EXCERPT TO READ:
====================

There are mixed studies linking high cholesterol levels and the risk of stroke, with more recent ones suggesting high LDL (bad cholesterol) levels may cause nonbleeding strokes. (6)
High cholesterol levels can be managed by leading a healthy lifestyle that includes consuming a diet of fiber-rich fruits and vegetables. Exercising for at least 150 minutes each week and avoiding high-fat foods are also important. (7)
4. Increase physical activity
Low levels of physical activity can lead to overweight and obesity, which are considered the second most preventable leading cause of death worldwide. A diet high in fat and sugar, overeating, consuming highly processed foods, and low physical activity are all attributing factors to obesity. (8)
Weight management is critical for people with overweight and obesity to reduce their risk of stroke and associated complications. Strategic and tailored weight loss plans are beneficial as they take into account personal factors and challenges regarding dietary and lifestyle modifications. (9)
5. Reduce inflammation in the body
Inflammation in the body is a result of the body’s immune response to unmanaged chronic illness or foreign bodies. The substances generated as a result of inflammation can cause tissue injury and ultimately increases the risk of stroke. (10)
In addition, inflammation can cause body pain, tiredness, sleeplessness, depression and anxiety, stomach distress, weight gain, and frequent infections. (11)
Consuming foods that are anti-inflammatory is the best way to combat inflammation. (11) Anti-inflammatory foods include:
- High-fiber foods such as whole grains, fruits, and vegetables
- Low-fat foods
- Nuts and seeds
- Green and black tea
- Omega-3 fatty acids from walnuts and fish oil
In addition, exercise is useful in reducing inflammation and preventing the risk of stroke and other diseases.
6. Limit alcohol consumption and avoid substance abuse
The relationship between alcohol consumption and the risk of stroke is a debated topic.
Some studies suggest low and moderate alcohol consumption (<2 drinks per week) reduces the risk of stroke; however, excessive alcohol (>4 drinks per week) can worsen it. (12)
Drug abusers also have an increased risk of stroke and other diseases. This is particularly worse for younger adults as drug abuse is more likely to be common in them. (13)
7. Avoid smoking
Smokers also have an increased risk of stroke as compared to nonsmokers, with 5 cigarettes per day increasing the risk by 12%. (14)

====================

REQUIRED ACTIONS:
A. Answer these questions using the excerpt on stroke risk:
(i) How many minutes of exercise each week does it give for managing high cholesterol levels?
(ii) What two sources of omega-3 fatty acids does it list?
(iii) By what percentage do 5 cigarettes per day increase the risk of stroke?
B. Update the stretch of the excerpt on stroke risk from "There are mixed" through "to obesity. (8)", putting "high-fiber" in place of "fiber-rich".

Data extracted from a collection
====================

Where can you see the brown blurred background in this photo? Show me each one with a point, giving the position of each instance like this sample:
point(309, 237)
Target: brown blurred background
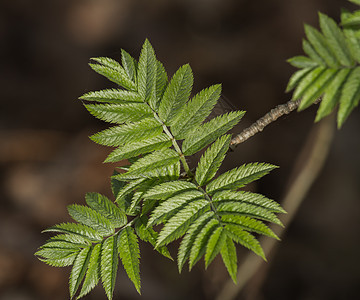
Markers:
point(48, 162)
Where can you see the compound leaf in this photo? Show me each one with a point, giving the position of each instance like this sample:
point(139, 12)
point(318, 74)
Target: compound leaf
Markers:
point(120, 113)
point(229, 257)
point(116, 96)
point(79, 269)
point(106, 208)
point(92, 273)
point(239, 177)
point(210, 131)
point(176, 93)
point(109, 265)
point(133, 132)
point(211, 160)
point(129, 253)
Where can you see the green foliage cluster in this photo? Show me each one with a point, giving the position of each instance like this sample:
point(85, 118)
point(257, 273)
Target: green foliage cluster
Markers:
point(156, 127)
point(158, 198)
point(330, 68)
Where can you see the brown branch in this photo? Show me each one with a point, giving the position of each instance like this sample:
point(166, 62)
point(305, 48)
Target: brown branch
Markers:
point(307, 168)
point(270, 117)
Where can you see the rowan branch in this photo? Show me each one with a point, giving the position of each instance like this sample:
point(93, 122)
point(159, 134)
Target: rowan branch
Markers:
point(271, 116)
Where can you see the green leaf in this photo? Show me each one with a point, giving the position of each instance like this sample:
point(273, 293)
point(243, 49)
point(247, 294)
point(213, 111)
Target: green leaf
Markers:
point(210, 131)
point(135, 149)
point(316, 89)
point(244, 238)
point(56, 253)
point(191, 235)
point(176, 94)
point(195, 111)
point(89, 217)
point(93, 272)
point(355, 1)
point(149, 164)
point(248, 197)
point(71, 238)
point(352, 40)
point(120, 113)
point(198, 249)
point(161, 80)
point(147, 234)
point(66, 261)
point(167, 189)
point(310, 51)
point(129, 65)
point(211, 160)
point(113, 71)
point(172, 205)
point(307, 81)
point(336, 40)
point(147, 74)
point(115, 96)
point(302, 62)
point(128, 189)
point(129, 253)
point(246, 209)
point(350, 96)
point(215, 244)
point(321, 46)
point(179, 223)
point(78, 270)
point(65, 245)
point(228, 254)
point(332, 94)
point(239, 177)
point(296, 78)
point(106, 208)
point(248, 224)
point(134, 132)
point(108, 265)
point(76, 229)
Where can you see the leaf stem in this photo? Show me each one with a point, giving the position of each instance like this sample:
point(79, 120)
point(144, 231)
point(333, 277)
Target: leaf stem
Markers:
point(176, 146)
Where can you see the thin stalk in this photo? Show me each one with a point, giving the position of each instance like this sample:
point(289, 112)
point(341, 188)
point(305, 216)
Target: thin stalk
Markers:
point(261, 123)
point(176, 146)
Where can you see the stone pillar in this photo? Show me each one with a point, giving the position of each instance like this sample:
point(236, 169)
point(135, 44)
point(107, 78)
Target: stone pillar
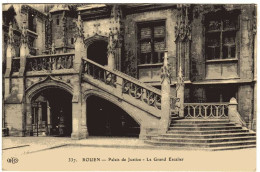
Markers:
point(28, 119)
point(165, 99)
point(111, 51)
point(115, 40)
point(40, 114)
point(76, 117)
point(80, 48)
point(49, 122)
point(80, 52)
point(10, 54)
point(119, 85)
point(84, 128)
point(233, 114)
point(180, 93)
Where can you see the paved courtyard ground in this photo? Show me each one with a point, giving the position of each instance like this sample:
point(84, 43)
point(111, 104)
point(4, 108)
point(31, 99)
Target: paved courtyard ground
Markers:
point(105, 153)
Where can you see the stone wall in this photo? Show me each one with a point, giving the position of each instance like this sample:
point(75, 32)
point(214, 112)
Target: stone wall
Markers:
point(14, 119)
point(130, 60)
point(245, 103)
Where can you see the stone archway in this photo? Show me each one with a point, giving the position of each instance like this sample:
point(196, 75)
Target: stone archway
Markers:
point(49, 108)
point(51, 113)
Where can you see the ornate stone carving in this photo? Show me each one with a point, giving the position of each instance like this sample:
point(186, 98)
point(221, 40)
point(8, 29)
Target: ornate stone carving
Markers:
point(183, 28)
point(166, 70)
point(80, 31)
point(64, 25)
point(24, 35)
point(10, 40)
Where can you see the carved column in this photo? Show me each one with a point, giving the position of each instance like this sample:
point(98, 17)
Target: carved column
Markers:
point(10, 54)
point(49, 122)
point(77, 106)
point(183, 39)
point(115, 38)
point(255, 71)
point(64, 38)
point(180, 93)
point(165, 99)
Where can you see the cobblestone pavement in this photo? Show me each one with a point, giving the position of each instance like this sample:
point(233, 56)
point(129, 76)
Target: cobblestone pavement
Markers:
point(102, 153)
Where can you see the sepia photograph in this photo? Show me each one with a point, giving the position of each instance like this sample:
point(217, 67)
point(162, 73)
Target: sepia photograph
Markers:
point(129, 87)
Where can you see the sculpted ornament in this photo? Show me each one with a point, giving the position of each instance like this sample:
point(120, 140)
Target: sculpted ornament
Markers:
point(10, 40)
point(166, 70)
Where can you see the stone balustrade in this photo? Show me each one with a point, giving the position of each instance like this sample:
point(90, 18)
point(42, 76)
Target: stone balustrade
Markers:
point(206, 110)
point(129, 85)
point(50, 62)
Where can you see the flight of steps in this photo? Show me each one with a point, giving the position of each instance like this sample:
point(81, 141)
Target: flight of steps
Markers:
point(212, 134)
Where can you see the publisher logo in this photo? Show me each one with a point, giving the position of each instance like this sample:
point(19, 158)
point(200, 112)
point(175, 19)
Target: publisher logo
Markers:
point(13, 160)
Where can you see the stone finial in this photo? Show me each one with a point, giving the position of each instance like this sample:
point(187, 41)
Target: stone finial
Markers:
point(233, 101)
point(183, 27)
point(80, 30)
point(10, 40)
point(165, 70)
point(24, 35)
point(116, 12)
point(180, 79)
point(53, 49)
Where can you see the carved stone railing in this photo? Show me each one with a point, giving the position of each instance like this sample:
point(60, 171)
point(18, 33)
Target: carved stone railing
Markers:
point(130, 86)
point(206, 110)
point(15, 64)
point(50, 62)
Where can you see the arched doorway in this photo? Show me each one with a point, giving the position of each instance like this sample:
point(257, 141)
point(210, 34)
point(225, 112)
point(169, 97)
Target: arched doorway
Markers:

====================

RESPONSES PER TASK:
A.
(i) At least 150 minutes.
(ii) Walnuts and fish oil.
(iii) By 12%.

B.
There are mixed studies linking high cholesterol levels and the risk of stroke, with more recent ones suggesting high LDL (bad cholesterol) levels may cause nonbleeding strokes. (6)
High cholesterol levels can be managed by leading a healthy lifestyle that includes consuming a diet of high-fiber fruits and vegetables. Exercising for at least 150 minutes each week and avoiding high-fat foods are also important. (7)
4. Increase physical activity
Low levels of physical activity can lead to overweight and obesity, which are considered the second most preventable leading cause of death worldwide. A diet high in fat and sugar, overeating, consuming highly processed foods, and low physical activity are all attributing factors to obesity. (8)